━━━━━ RECORDS SUPPLIED ━━━━━

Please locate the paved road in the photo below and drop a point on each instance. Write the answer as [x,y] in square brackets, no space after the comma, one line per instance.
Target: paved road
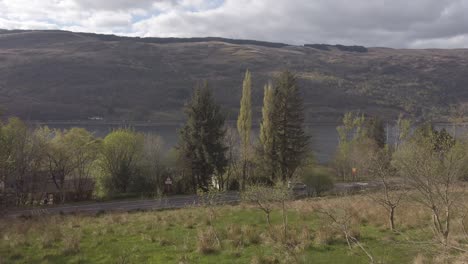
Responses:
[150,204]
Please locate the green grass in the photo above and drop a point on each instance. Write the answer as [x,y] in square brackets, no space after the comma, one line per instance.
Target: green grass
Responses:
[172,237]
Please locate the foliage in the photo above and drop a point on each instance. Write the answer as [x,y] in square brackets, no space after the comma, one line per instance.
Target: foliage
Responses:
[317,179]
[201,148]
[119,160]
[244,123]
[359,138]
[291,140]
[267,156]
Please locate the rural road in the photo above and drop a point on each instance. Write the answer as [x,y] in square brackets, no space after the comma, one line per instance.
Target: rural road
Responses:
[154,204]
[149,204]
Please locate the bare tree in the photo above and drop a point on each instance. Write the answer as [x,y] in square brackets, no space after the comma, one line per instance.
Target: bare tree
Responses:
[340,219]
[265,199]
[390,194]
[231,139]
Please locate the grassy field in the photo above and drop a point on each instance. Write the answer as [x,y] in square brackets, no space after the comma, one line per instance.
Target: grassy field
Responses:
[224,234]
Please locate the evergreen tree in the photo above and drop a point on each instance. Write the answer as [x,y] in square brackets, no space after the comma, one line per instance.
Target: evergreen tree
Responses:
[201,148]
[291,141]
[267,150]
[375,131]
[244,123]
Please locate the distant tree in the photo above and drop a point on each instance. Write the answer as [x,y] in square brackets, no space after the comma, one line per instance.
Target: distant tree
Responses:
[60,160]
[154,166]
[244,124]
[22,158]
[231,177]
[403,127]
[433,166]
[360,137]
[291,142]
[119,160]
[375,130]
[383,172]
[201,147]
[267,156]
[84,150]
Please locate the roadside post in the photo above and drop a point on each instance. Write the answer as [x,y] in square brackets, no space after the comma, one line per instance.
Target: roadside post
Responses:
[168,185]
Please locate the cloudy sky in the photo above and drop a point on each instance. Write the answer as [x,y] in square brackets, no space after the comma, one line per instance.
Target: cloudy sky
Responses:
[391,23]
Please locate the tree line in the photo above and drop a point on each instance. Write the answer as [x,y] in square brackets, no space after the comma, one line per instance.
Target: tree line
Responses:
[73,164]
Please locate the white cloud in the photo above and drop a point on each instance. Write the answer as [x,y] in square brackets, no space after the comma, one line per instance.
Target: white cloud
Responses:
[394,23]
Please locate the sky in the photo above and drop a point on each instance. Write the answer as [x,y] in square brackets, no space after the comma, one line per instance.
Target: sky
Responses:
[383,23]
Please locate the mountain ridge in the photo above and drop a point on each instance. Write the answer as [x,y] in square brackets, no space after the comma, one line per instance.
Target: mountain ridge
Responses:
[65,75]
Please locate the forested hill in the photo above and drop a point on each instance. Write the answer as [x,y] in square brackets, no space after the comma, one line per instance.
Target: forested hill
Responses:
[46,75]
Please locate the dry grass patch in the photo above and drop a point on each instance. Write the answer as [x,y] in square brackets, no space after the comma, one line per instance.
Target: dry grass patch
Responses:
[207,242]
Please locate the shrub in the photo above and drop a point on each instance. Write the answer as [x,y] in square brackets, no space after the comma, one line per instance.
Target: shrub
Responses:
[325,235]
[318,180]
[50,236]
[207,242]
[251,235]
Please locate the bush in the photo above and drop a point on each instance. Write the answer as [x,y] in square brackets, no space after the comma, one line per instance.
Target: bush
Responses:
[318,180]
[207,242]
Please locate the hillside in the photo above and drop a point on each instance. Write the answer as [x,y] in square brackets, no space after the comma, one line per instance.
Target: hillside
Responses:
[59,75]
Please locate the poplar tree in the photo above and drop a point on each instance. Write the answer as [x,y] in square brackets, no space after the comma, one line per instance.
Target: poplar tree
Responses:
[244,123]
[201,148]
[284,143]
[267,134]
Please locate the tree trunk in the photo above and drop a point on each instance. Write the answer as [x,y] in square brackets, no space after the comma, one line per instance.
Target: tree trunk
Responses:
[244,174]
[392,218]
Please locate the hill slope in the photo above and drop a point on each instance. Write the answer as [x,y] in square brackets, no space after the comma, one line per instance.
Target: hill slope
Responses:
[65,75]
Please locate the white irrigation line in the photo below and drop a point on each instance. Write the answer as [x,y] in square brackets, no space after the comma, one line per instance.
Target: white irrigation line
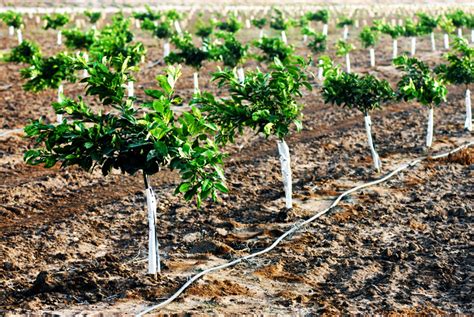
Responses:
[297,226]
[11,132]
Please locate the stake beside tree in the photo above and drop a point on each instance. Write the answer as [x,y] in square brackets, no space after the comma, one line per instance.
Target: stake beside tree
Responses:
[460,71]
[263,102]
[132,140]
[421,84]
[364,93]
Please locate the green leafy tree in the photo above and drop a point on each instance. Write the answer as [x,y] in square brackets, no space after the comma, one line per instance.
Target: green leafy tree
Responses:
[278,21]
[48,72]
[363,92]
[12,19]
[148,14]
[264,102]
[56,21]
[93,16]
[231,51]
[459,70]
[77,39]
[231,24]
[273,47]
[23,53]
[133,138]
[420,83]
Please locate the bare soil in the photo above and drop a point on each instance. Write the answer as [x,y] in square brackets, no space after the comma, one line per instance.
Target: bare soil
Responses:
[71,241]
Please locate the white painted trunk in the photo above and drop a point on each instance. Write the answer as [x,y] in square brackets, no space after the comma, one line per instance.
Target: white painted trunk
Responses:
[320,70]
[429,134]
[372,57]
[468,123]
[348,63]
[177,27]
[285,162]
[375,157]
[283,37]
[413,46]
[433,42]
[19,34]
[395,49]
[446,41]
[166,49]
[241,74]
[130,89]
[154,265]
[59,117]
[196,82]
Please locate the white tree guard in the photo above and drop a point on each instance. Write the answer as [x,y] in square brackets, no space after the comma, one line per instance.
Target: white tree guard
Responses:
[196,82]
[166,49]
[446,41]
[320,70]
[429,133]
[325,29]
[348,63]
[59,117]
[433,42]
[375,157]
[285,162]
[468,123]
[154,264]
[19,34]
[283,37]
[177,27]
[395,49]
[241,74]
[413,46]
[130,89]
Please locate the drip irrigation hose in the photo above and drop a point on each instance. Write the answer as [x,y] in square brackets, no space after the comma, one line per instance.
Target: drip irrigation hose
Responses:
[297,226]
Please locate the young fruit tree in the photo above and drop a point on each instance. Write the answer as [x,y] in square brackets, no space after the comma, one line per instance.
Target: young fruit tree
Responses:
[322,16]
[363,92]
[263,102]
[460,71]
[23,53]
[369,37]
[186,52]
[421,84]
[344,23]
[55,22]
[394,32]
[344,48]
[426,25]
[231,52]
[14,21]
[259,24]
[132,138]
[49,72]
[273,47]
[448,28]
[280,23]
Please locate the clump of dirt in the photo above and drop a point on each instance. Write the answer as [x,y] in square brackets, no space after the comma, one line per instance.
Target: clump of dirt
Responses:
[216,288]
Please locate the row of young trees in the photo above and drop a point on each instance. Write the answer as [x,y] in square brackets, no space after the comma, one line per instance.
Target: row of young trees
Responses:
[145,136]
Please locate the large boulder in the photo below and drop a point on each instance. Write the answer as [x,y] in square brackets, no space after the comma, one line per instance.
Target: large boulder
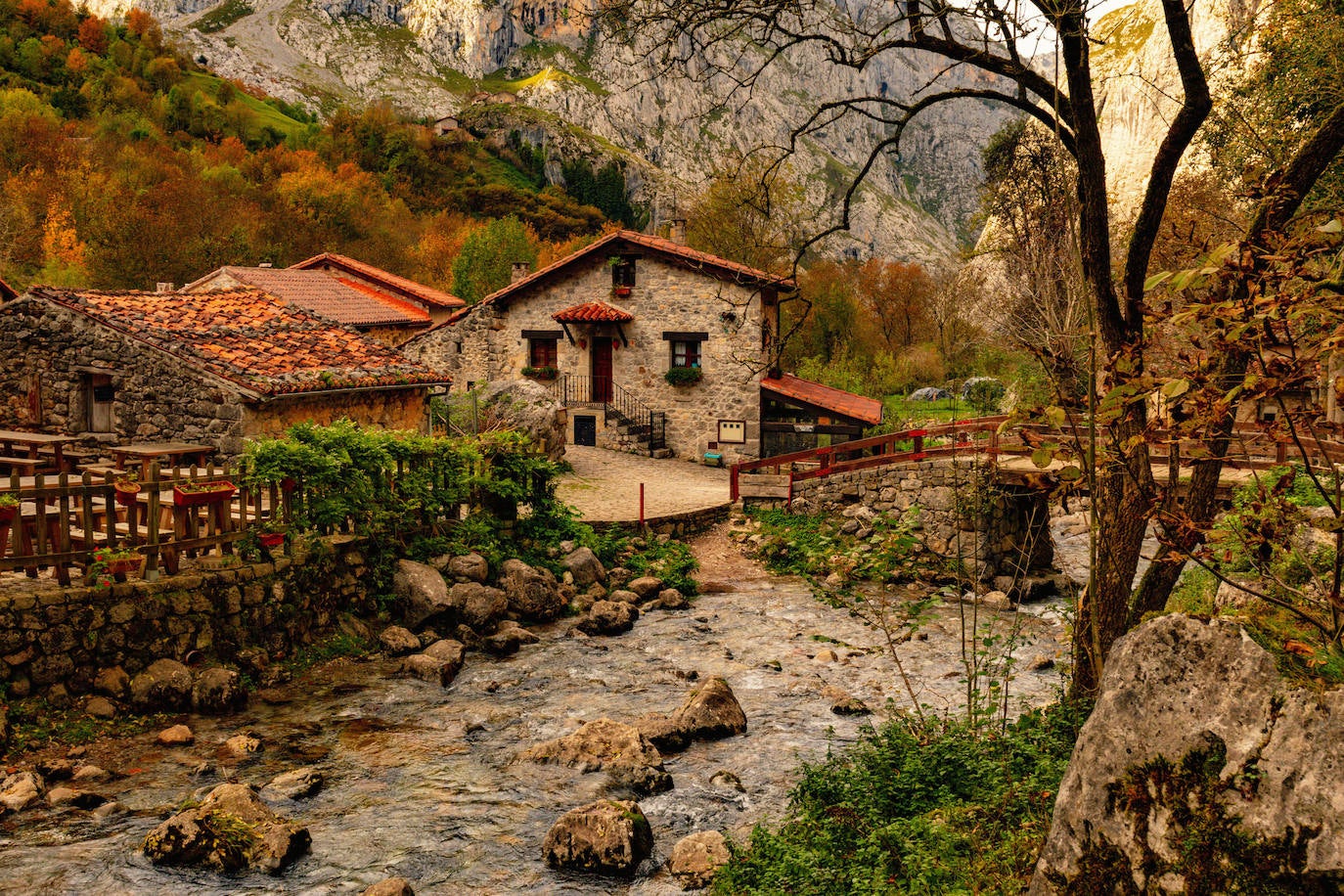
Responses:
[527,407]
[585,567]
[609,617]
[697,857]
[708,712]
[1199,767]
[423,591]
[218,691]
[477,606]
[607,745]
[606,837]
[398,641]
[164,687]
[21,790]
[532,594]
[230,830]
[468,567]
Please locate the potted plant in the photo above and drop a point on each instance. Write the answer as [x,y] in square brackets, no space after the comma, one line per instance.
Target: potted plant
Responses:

━━━━━

**PROBLEM DESCRIPTION**
Lines that contain "clump" are the result; find them in the entries above and copy each one.

**RESPONSE FOR THIS EXERCISE**
Please locate the clump of dirt in the photo above and drop a point on each instance. Write the answer as [x,y] in square brackets, no space after the comma, one line per instance.
Target: clump of dirt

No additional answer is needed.